>> begin GIVEN DATA

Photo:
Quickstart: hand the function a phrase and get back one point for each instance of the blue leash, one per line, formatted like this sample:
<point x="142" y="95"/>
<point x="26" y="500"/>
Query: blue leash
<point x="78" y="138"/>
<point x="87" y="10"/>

>> end GIVEN DATA

§ PROBLEM TO SOLVE
Output the lines above verbatim and in full.

§ THE RESULT
Photo:
Quickstart: hand the function a phrase and get back one point for each instance of the blue leash, one per line, formatted like this sample:
<point x="142" y="95"/>
<point x="26" y="500"/>
Query: blue leash
<point x="78" y="138"/>
<point x="87" y="10"/>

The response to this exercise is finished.